* **Problem requirements**:
Go through the data and retrieve each line that includes the string "instance".
(Records for the task Opens)
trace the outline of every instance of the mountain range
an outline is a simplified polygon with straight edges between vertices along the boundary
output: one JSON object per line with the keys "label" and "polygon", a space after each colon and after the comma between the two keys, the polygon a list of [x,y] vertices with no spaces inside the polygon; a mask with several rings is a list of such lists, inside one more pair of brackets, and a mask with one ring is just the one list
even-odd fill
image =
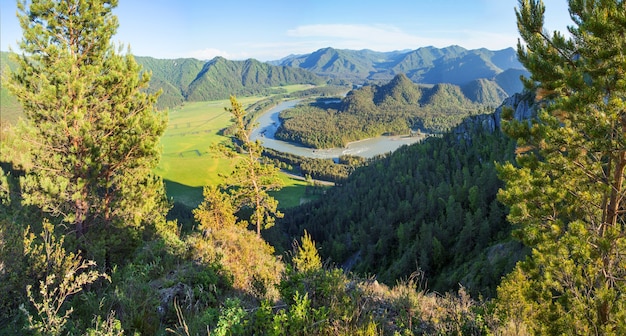
{"label": "mountain range", "polygon": [[398,74],[406,74],[411,81],[425,85],[458,85],[474,102],[499,104],[520,92],[523,86],[519,78],[528,75],[513,48],[491,51],[450,46],[393,52],[323,48],[265,63],[223,57],[206,62],[136,59],[144,70],[152,72],[151,88],[163,90],[160,107],[172,107],[184,101],[224,99],[231,94],[263,94],[272,87],[290,84],[382,84]]}
{"label": "mountain range", "polygon": [[[8,53],[1,54],[2,68],[11,67]],[[152,72],[149,90],[162,90],[157,103],[161,109],[185,101],[225,99],[232,94],[267,94],[283,85],[383,84],[401,73],[423,85],[458,85],[470,100],[493,104],[520,92],[519,77],[528,74],[512,48],[490,51],[459,46],[393,52],[323,48],[270,62],[223,57],[200,61],[138,56],[136,60],[144,71]],[[10,100],[4,89],[3,95],[5,101]]]}
{"label": "mountain range", "polygon": [[466,85],[485,79],[498,84],[509,96],[521,91],[519,76],[527,74],[513,48],[491,51],[450,46],[393,52],[324,48],[270,63],[306,69],[319,76],[356,84],[389,81],[399,73],[422,84]]}
{"label": "mountain range", "polygon": [[159,107],[185,101],[226,99],[230,95],[270,93],[271,88],[292,84],[319,85],[324,79],[298,68],[271,65],[255,59],[230,61],[216,57],[208,62],[191,58],[156,59],[136,57],[144,71],[152,72],[150,90],[162,89]]}

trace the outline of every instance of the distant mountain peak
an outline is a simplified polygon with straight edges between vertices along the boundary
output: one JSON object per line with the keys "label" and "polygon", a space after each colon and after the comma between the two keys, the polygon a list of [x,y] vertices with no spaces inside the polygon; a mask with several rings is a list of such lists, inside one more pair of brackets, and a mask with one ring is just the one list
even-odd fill
{"label": "distant mountain peak", "polygon": [[412,84],[413,82],[409,79],[409,77],[406,76],[406,74],[404,74],[402,72],[397,74],[391,80],[391,82],[389,82],[389,84],[394,84],[394,85],[397,85],[397,84],[400,84],[400,83],[411,83]]}
{"label": "distant mountain peak", "polygon": [[[302,68],[320,76],[356,84],[390,81],[397,74],[404,73],[416,83],[466,85],[480,78],[494,80],[496,75],[509,69],[523,69],[513,48],[467,50],[458,45],[445,48],[427,46],[402,52],[326,47],[272,64]],[[510,88],[516,87],[513,83],[509,84]]]}
{"label": "distant mountain peak", "polygon": [[271,65],[253,58],[230,61],[216,56],[207,62],[151,57],[136,57],[136,60],[144,70],[152,72],[149,90],[163,90],[157,102],[159,108],[174,107],[184,101],[226,99],[232,94],[263,94],[281,85],[324,83],[304,69]]}

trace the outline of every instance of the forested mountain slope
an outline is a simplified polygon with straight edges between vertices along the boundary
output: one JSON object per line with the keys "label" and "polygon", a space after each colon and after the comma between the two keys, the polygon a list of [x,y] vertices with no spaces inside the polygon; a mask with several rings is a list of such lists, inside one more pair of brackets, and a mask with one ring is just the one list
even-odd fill
{"label": "forested mountain slope", "polygon": [[282,85],[324,82],[303,69],[274,66],[254,59],[230,61],[216,57],[202,62],[195,59],[137,57],[137,62],[145,71],[152,72],[150,89],[163,89],[158,102],[162,108],[176,106],[183,101],[265,94],[271,87]]}
{"label": "forested mountain slope", "polygon": [[336,104],[299,105],[281,113],[276,137],[314,148],[343,147],[383,134],[407,135],[411,129],[443,132],[470,114],[484,113],[506,97],[486,80],[464,87],[425,87],[398,74],[382,85],[350,91]]}
{"label": "forested mountain slope", "polygon": [[173,107],[185,101],[185,92],[189,84],[196,79],[205,62],[193,59],[156,59],[152,57],[136,57],[137,63],[144,71],[152,72],[150,90],[163,90],[158,100],[162,108]]}
{"label": "forested mountain slope", "polygon": [[469,100],[481,104],[498,105],[508,94],[502,86],[484,78],[475,79],[461,87]]}
{"label": "forested mountain slope", "polygon": [[[516,95],[507,105],[526,117],[531,102]],[[494,163],[512,160],[515,148],[499,131],[501,110],[357,169],[323,199],[289,211],[280,226],[288,236],[307,230],[325,258],[384,282],[419,268],[432,290],[461,284],[494,295],[524,255],[496,200],[502,183]]]}
{"label": "forested mountain slope", "polygon": [[[307,69],[320,76],[346,79],[357,84],[389,81],[397,74],[405,73],[412,81],[423,84],[465,85],[486,79],[500,86],[497,76],[501,73],[509,70],[527,73],[513,48],[491,51],[467,50],[459,46],[394,52],[324,48],[310,54],[286,57],[273,64]],[[501,89],[507,95],[520,92],[519,76],[515,81],[516,85],[504,85]]]}

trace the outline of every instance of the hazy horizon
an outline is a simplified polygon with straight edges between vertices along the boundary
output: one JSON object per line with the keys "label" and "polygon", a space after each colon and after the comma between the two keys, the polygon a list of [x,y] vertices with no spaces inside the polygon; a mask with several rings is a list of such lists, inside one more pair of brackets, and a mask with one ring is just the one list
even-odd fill
{"label": "hazy horizon", "polygon": [[[546,28],[570,24],[566,0],[546,2]],[[113,42],[137,56],[278,60],[325,47],[389,52],[458,45],[515,47],[517,0],[389,0],[384,5],[321,0],[120,1]],[[14,1],[0,2],[0,50],[21,38]]]}

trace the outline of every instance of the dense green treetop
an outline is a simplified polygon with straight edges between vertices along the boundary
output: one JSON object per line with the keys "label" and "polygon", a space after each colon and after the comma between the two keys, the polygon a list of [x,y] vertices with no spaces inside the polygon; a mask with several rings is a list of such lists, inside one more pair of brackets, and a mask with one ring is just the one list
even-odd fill
{"label": "dense green treetop", "polygon": [[626,2],[570,0],[570,36],[521,0],[520,61],[542,110],[510,123],[516,165],[500,199],[533,249],[500,288],[512,323],[537,334],[626,333]]}
{"label": "dense green treetop", "polygon": [[110,42],[116,5],[18,3],[24,36],[9,85],[24,108],[32,158],[23,197],[71,224],[77,237],[92,228],[134,227],[125,238],[137,238],[164,210],[152,169],[167,117],[153,108],[157,95],[143,90],[149,74],[140,75],[132,55]]}

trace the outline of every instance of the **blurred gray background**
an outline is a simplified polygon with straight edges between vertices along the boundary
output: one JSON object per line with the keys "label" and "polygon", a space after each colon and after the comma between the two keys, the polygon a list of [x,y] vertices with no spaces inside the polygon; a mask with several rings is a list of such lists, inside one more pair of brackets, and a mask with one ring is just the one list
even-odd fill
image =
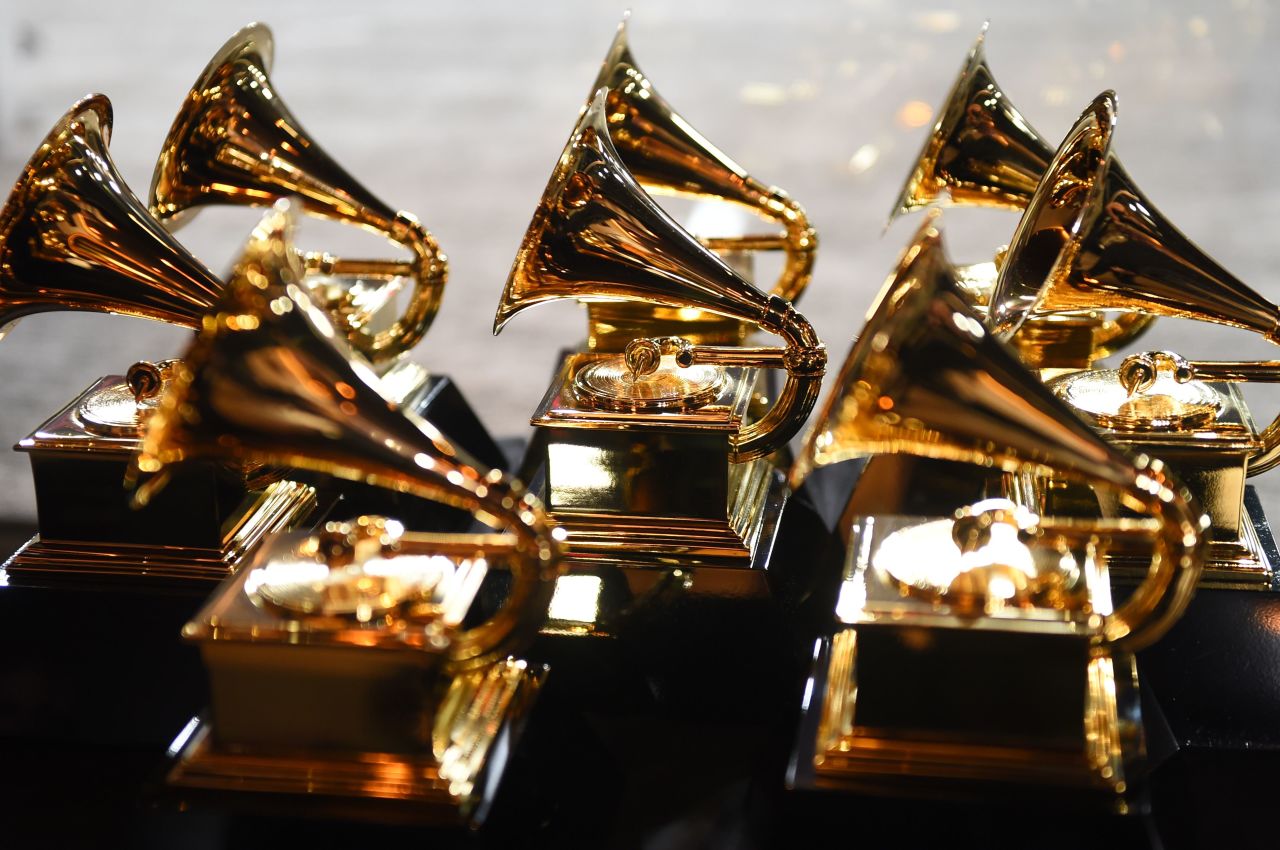
{"label": "blurred gray background", "polygon": [[[631,0],[631,44],[657,88],[757,177],[785,187],[822,239],[802,308],[838,364],[914,221],[882,234],[899,184],[984,19],[1010,98],[1057,139],[1114,88],[1116,148],[1168,217],[1271,299],[1280,204],[1280,21],[1265,0],[982,3]],[[451,374],[499,436],[525,433],[578,308],[543,306],[490,335],[497,298],[624,5],[599,2],[0,4],[0,173],[7,181],[89,91],[115,105],[111,152],[144,195],[159,146],[209,57],[251,20],[276,36],[272,79],[335,158],[415,212],[451,261],[416,357]],[[221,270],[257,215],[208,211],[181,231]],[[953,257],[989,257],[1009,213],[954,210]],[[378,240],[307,224],[305,248]],[[177,354],[186,334],[108,316],[44,314],[0,343],[0,438],[26,435],[94,379]],[[1161,322],[1143,348],[1263,358],[1243,332]],[[1257,418],[1280,396],[1251,388]],[[24,456],[0,452],[0,516],[33,514]],[[1277,477],[1275,475],[1272,476]],[[1265,502],[1280,482],[1264,479]]]}

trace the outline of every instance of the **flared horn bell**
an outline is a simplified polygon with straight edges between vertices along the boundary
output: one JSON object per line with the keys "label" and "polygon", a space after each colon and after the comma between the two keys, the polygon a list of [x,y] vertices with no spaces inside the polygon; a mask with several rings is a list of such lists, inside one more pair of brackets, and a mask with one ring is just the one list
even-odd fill
{"label": "flared horn bell", "polygon": [[[496,334],[521,310],[544,301],[615,300],[707,310],[781,336],[787,382],[763,418],[737,436],[733,457],[768,454],[803,425],[817,400],[826,350],[790,303],[765,295],[703,247],[640,187],[618,156],[596,93],[552,172],[498,302]],[[734,359],[768,349],[694,346],[688,356]],[[690,361],[692,362],[692,361]],[[697,362],[711,362],[698,360]]]}
{"label": "flared horn bell", "polygon": [[1050,163],[992,294],[1007,339],[1030,316],[1115,310],[1217,322],[1280,343],[1280,309],[1183,236],[1111,151],[1115,94],[1098,95]]}
{"label": "flared horn bell", "polygon": [[986,36],[984,24],[938,110],[890,222],[944,195],[953,204],[1022,209],[1053,158],[1053,147],[996,83],[984,52]]}
{"label": "flared horn bell", "polygon": [[[486,548],[506,546],[513,585],[502,609],[454,644],[455,660],[503,654],[518,626],[536,626],[545,614],[553,584],[559,544],[541,505],[517,481],[484,468],[379,392],[371,368],[301,285],[286,203],[255,230],[225,295],[205,318],[148,423],[138,469],[161,472],[195,457],[257,462],[472,512],[511,535],[507,544],[477,538],[475,551],[484,556]],[[142,499],[162,497],[153,493],[156,480],[143,485]]]}
{"label": "flared horn bell", "polygon": [[1116,491],[1161,520],[1151,572],[1104,633],[1131,648],[1181,614],[1201,569],[1201,515],[1160,461],[1130,459],[993,337],[955,288],[927,222],[881,290],[792,470],[908,454],[1053,475]]}
{"label": "flared horn bell", "polygon": [[341,322],[365,356],[398,356],[422,339],[439,311],[447,261],[413,215],[387,206],[312,140],[271,83],[271,57],[271,31],[250,24],[205,67],[160,151],[151,211],[176,225],[206,204],[262,206],[293,197],[311,215],[403,245],[410,262],[307,258],[309,271],[325,274],[413,277],[410,304],[392,328],[371,334],[358,314]]}
{"label": "flared horn bell", "polygon": [[609,46],[583,112],[605,89],[607,126],[618,155],[641,186],[655,194],[726,201],[776,221],[777,236],[710,238],[722,250],[781,249],[787,260],[772,294],[797,300],[813,276],[818,236],[804,208],[785,192],[749,175],[667,103],[636,65],[627,44],[627,17]]}
{"label": "flared horn bell", "polygon": [[199,327],[222,281],[178,243],[111,161],[111,102],[90,95],[32,155],[0,210],[0,336],[50,310]]}

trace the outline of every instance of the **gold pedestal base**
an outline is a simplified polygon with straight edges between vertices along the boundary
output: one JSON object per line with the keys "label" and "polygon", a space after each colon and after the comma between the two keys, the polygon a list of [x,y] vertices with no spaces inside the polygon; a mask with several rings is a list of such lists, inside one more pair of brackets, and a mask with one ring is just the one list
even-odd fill
{"label": "gold pedestal base", "polygon": [[4,564],[10,577],[218,582],[269,534],[294,528],[316,507],[315,488],[276,481],[257,491],[219,549],[42,540],[36,535]]}
{"label": "gold pedestal base", "polygon": [[723,520],[573,511],[550,516],[565,530],[571,561],[642,569],[764,566],[789,492],[786,482],[760,459],[731,466],[729,487]]}
{"label": "gold pedestal base", "polygon": [[[995,788],[1010,797],[1043,798],[1050,786],[1067,806],[1129,809],[1124,766],[1144,755],[1131,657],[1100,655],[1081,670],[1087,684],[1079,748],[1033,739],[994,744],[878,734],[857,722],[856,630],[820,643],[815,662],[813,702],[805,706],[788,774],[792,788],[963,800]],[[998,725],[998,718],[993,721]]]}
{"label": "gold pedestal base", "polygon": [[262,752],[220,745],[213,723],[195,718],[169,747],[165,781],[183,802],[478,825],[545,677],[545,667],[510,659],[459,674],[432,730],[434,753]]}

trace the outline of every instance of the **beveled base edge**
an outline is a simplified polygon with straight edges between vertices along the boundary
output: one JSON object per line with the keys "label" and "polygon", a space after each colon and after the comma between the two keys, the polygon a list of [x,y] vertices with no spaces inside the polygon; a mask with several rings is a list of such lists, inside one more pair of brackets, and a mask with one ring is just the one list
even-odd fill
{"label": "beveled base edge", "polygon": [[[1000,797],[1038,803],[1045,799],[1046,788],[1052,788],[1052,805],[1057,808],[1134,814],[1143,807],[1143,797],[1135,787],[1145,757],[1141,735],[1136,740],[1119,736],[1122,772],[1128,775],[1110,780],[1089,770],[1083,760],[1064,759],[1061,752],[1053,750],[1019,748],[1020,752],[1013,753],[1002,747],[967,746],[963,753],[940,754],[941,748],[935,745],[915,747],[904,741],[867,741],[861,751],[842,753],[825,749],[820,736],[831,692],[832,641],[831,637],[819,638],[814,646],[799,734],[787,766],[788,790],[975,802]],[[1122,656],[1115,663],[1129,668],[1132,659]],[[841,671],[841,675],[846,672],[854,675],[852,669]],[[1117,670],[1117,686],[1126,684],[1125,678]],[[852,700],[855,694],[856,688],[846,696]],[[1137,688],[1117,687],[1117,703],[1117,717],[1129,718],[1140,729]]]}
{"label": "beveled base edge", "polygon": [[54,583],[208,583],[226,578],[267,535],[294,528],[316,509],[316,490],[295,481],[268,485],[222,549],[42,540],[36,535],[0,569],[11,580]]}
{"label": "beveled base edge", "polygon": [[550,512],[570,561],[624,569],[765,569],[790,489],[767,459],[751,462],[723,522]]}
{"label": "beveled base edge", "polygon": [[[1280,558],[1271,526],[1253,487],[1245,488],[1245,522],[1238,540],[1211,540],[1205,551],[1199,587],[1210,590],[1280,591]],[[1108,558],[1112,581],[1135,585],[1146,578],[1149,561],[1119,555]]]}
{"label": "beveled base edge", "polygon": [[[180,807],[479,827],[547,673],[546,666],[525,667],[501,719],[486,724],[482,732],[490,740],[484,761],[465,793],[450,788],[450,781],[440,776],[439,762],[429,754],[223,752],[213,742],[212,720],[203,715],[193,717],[169,745],[165,785]],[[490,711],[492,706],[463,706],[460,713]]]}

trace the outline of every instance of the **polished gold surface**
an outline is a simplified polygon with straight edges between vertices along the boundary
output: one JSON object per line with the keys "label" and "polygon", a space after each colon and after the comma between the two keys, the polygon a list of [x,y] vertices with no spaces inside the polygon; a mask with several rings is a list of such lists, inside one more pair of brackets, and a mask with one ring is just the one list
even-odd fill
{"label": "polished gold surface", "polygon": [[1053,391],[1094,425],[1116,431],[1187,431],[1217,421],[1223,406],[1208,384],[1179,383],[1165,374],[1142,392],[1130,392],[1115,369],[1058,378]]}
{"label": "polished gold surface", "polygon": [[1103,92],[1054,155],[1000,269],[991,326],[1115,310],[1217,322],[1280,342],[1280,311],[1191,243],[1111,152],[1116,101]]}
{"label": "polished gold surface", "polygon": [[1053,147],[996,83],[984,51],[986,37],[983,24],[894,202],[890,222],[944,196],[955,204],[1023,209],[1053,158]]}
{"label": "polished gold surface", "polygon": [[[734,436],[745,462],[785,445],[821,387],[826,350],[813,327],[777,296],[766,296],[690,236],[640,188],[610,141],[607,95],[580,119],[525,234],[494,318],[494,332],[543,301],[607,299],[693,307],[781,336],[785,349],[754,349],[752,361],[787,370],[778,400]],[[703,362],[743,356],[700,347]]]}
{"label": "polished gold surface", "polygon": [[[400,410],[301,287],[282,202],[255,230],[217,309],[148,423],[137,467],[155,475],[203,457],[311,469],[413,493],[509,532],[513,582],[504,606],[451,643],[455,661],[492,660],[545,611],[559,544],[538,501],[467,458],[429,423]],[[465,540],[466,538],[462,538]],[[492,537],[481,544],[495,545]]]}
{"label": "polished gold surface", "polygon": [[[175,742],[166,780],[203,792],[311,799],[325,817],[474,824],[484,814],[480,786],[501,769],[490,763],[494,744],[523,723],[543,678],[511,659],[456,676],[432,723],[432,746],[421,753],[225,749],[211,723],[193,721]],[[353,806],[353,799],[385,807]]]}
{"label": "polished gold surface", "polygon": [[[605,126],[618,156],[636,181],[656,195],[685,195],[735,204],[782,226],[780,234],[711,236],[699,234],[713,251],[785,251],[781,275],[770,294],[796,301],[813,276],[818,236],[804,209],[777,187],[751,177],[699,134],[653,87],[637,67],[627,43],[627,16],[618,25],[600,73],[588,92],[585,114],[601,89],[605,97]],[[630,303],[604,309],[588,305],[592,350],[616,350],[616,339],[604,326],[625,324],[645,328],[639,336],[663,333],[656,325],[666,321],[660,305]],[[600,310],[600,315],[594,311]],[[680,317],[680,333],[707,344],[742,342],[742,323],[726,323],[713,313]],[[648,325],[646,328],[645,326]],[[749,325],[749,323],[748,323]],[[620,344],[627,340],[617,339]],[[608,347],[600,347],[608,346]]]}
{"label": "polished gold surface", "polygon": [[638,375],[622,357],[596,360],[574,377],[579,397],[618,410],[650,411],[701,407],[720,395],[719,366],[683,367],[671,354],[650,374]]}
{"label": "polished gold surface", "polygon": [[151,182],[151,211],[177,224],[207,204],[261,206],[296,197],[309,214],[402,245],[412,259],[306,258],[307,271],[321,276],[316,286],[322,294],[333,294],[332,276],[387,281],[377,289],[398,287],[396,278],[413,280],[404,314],[387,329],[372,327],[372,311],[359,303],[367,283],[322,299],[352,347],[371,360],[395,358],[422,339],[440,309],[445,256],[413,215],[384,204],[311,139],[272,85],[271,59],[271,31],[250,24],[210,60],[165,139]]}
{"label": "polished gold surface", "polygon": [[198,327],[222,282],[151,217],[107,150],[90,95],[40,143],[0,210],[0,335],[23,316],[89,310]]}
{"label": "polished gold surface", "polygon": [[[964,206],[1026,209],[1053,159],[1053,147],[1036,132],[996,82],[987,64],[984,24],[951,86],[915,167],[907,177],[890,223],[899,215],[944,197]],[[994,265],[957,270],[972,303],[990,304]],[[1154,320],[1145,314],[1078,314],[1066,322],[1038,316],[1010,338],[1032,368],[1085,369],[1132,342]]]}
{"label": "polished gold surface", "polygon": [[1130,459],[1017,362],[956,292],[941,236],[926,223],[872,308],[792,470],[905,453],[1054,474],[1115,493],[1159,521],[1145,581],[1099,638],[1126,649],[1163,634],[1202,568],[1204,518],[1160,461]]}
{"label": "polished gold surface", "polygon": [[[1214,381],[1260,374],[1274,380],[1280,373],[1271,365],[1196,363],[1157,351],[1126,358],[1118,370],[1078,372],[1049,382],[1108,442],[1159,457],[1178,471],[1209,517],[1204,587],[1267,590],[1273,585],[1273,565],[1244,501],[1246,479],[1269,468],[1277,436],[1274,424],[1258,432],[1238,383],[1205,383],[1196,367],[1206,366],[1205,376]],[[1055,497],[1064,510],[1107,516],[1121,511],[1103,495],[1062,482],[1031,489],[1039,491],[1036,498]],[[1114,552],[1112,575],[1131,580],[1144,571],[1141,561],[1140,553]]]}
{"label": "polished gold surface", "polygon": [[730,462],[757,370],[726,368],[715,398],[694,406],[584,398],[579,376],[616,362],[570,355],[532,420],[547,435],[547,510],[570,557],[642,570],[696,567],[701,586],[725,568],[731,594],[765,592],[756,568],[772,547],[786,485],[767,458]]}

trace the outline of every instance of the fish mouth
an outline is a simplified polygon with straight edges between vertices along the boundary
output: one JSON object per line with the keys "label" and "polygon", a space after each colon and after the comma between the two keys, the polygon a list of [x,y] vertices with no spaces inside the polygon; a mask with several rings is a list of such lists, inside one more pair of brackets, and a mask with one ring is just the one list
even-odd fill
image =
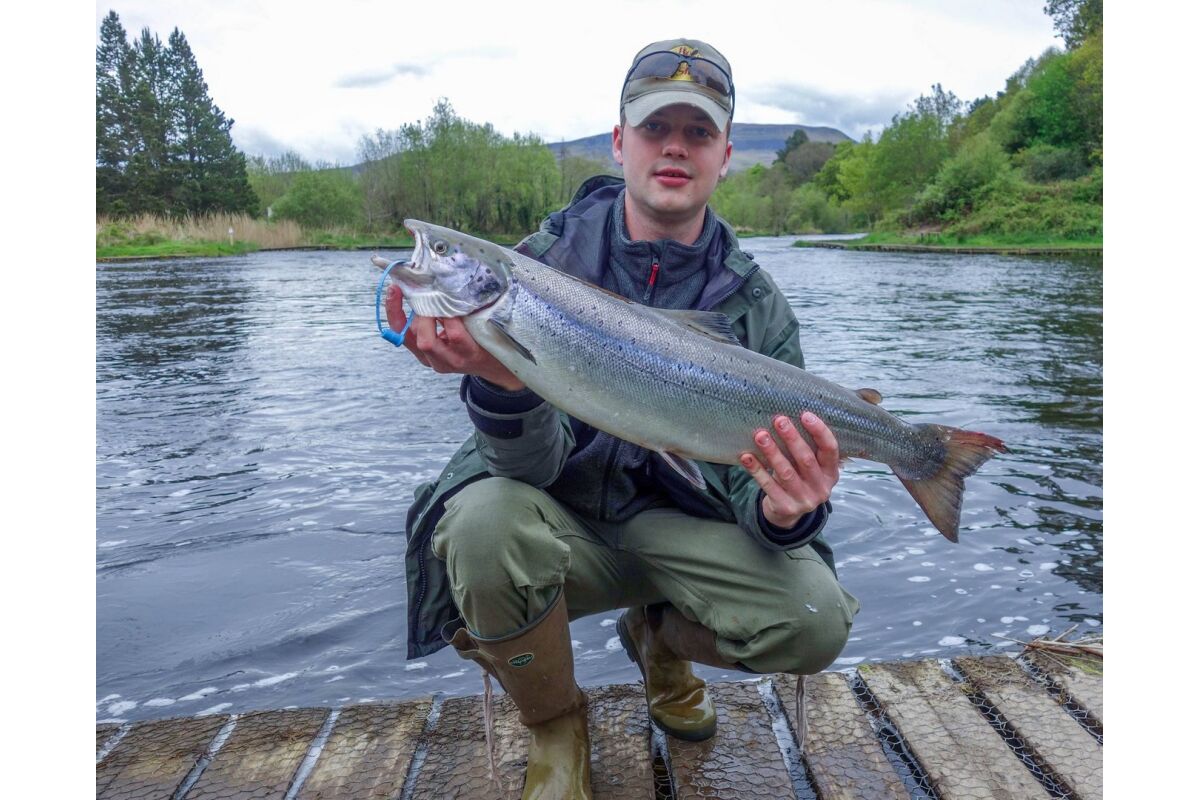
{"label": "fish mouth", "polygon": [[662,169],[655,170],[654,176],[656,178],[691,178],[692,177],[691,175],[689,175],[687,173],[686,170],[682,170],[679,167],[663,167]]}

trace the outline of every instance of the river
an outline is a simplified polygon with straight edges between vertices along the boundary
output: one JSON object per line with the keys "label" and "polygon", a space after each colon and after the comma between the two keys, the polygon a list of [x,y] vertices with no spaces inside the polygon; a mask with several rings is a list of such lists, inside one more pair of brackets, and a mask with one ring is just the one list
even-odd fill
(Records for the task Closes)
* **Task solution**:
trace the outline of every instance of the mountain range
trace the outline of every instance of the distant mountain peak
trace the outline of every instance of the forested mountain slope
trace the outline of every instance of the hazy horizon
trace the outline of every instance of the dense green treetop
trace the outline of every instance of the **blurred gray background**
trace the outline of every instance of the **flared horn bell**
trace the outline of every instance of the **gold pedestal base**
trace the outline of every instance of the **beveled base edge**
trace the outline of every instance of the **polished gold surface**
trace the outline of every instance of the fish mouth
trace the outline of every instance of the river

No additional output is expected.